▶ _Data to use_:
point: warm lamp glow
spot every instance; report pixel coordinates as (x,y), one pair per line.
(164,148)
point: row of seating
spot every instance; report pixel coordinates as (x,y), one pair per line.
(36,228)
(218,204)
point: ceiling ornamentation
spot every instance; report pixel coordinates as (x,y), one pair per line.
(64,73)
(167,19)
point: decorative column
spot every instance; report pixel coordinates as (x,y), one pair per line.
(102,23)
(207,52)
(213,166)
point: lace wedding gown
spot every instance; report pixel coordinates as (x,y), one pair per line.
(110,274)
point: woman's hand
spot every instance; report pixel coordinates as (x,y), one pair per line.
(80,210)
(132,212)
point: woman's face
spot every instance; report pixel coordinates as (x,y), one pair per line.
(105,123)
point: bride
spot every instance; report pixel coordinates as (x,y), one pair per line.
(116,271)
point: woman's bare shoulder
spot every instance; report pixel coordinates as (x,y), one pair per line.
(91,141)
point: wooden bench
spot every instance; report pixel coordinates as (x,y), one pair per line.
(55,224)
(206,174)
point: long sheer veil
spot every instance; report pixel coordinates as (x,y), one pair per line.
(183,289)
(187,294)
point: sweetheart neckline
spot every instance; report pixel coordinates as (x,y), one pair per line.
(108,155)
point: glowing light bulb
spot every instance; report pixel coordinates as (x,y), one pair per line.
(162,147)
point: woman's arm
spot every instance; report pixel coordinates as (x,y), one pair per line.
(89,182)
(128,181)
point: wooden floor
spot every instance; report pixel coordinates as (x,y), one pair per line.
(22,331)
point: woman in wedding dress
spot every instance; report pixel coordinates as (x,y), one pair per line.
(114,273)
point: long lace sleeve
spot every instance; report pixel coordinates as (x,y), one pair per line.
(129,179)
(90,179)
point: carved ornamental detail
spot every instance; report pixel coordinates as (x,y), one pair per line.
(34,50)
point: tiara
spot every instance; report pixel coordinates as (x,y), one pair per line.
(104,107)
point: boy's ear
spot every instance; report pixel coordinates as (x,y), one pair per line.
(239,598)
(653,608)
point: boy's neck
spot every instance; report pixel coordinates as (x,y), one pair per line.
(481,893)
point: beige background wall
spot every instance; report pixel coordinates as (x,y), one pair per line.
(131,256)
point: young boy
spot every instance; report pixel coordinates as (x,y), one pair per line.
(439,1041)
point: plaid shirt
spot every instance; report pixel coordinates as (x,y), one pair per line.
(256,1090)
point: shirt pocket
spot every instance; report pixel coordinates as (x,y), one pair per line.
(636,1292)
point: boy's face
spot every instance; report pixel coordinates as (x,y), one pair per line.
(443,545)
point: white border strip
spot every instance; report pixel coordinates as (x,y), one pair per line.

▶ _Do this_: Could you write out all the lines above again, substituting "bride's" for every "woman's" and leaving everything else unchanged?

▶ _Solution for this exercise_:
point: warm lamp glow
spot every instance; report pixel coordinates as (x,y), one pair per line.
(164,148)
point: row of seating
spot every instance; report pixel coordinates as (x,y), one pair per line.
(36,228)
(218,204)
point: ceiling ornamentation
spot every instance; report pixel coordinates as (x,y), one pair per line.
(64,73)
(167,19)
point: decorative column
spot every instance; report pixel coordinates as (x,y), one pair per line.
(102,23)
(207,52)
(213,166)
point: lace wedding gown
spot every instance; report pixel coordinates as (x,y), one pair per line.
(110,274)
point: bride's hand
spot every instance; report pixel coordinates as (x,y), one pair per line.
(80,210)
(132,212)
point: bride's face
spot every instance; report pixel coordinates as (x,y), one pair per line.
(105,123)
point: bride
spot every instance; report pixel coordinates as (x,y), one pair per line.
(116,271)
point: bride's bare shoulder
spot every instance; report pixel coordinates as (x,y), one pair per line.
(91,141)
point: wooden bench
spot every instance; report pixel coordinates as (x,y), one pair per line.
(55,224)
(206,174)
point: long sheer veil
spot every instance; report pixel coordinates as (x,y), one pair per line.
(183,289)
(187,294)
point: sweetheart neckline
spot every instance; report pixel coordinates as (x,y), one pair per line.
(108,155)
point: glowing light bulb
spot every instance; report pixel coordinates as (x,y), one pair per line.
(162,147)
point: bride's arm
spot every instance; report pixel coordinates as (x,y), one pair per line.
(89,182)
(128,181)
point: wooden floor
spot every instance; report pixel coordinates as (x,y), one pair per line.
(22,331)
point: woman in wedding dress
spot every instance; report pixel coordinates as (x,y), one pair per line.
(114,273)
point: long lace sleeve
spot every instance; report pixel coordinates as (x,y), one pair per line.
(129,179)
(90,179)
point: carved ornamental detail
spot every instance; report pixel coordinates as (x,y), one pair per line.
(34,50)
point: tiara
spot every instance; report pixel coordinates as (x,y), one pair per line.
(104,107)
point: boy's ear
spot every instance; report pixel coordinates as (x,y), one pair per line.
(239,598)
(653,608)
point: boy's neck
spot every instance; report pixel coordinates as (x,y), one pair per line.
(481,893)
point: beige background wall
spot every instance; report pixel coordinates as (x,y), one pair per line.
(131,256)
point: young boy
spot every instance; report pixel coordinates as (x,y), one pair per line.
(439,1041)
point: plaid shirt
spot every instance; report pixel coordinates as (x,y), one pair per line.
(256,1090)
point: shirt pocket
spot every instance; report pixel coordinates as (x,y), one pair per line.
(636,1292)
point: boy's face
spot every instance; report pixel coordinates as (x,y), one pair per line.
(443,545)
point: white border strip
spot every instance; report pixel coordinates as (x,y), one pair per line.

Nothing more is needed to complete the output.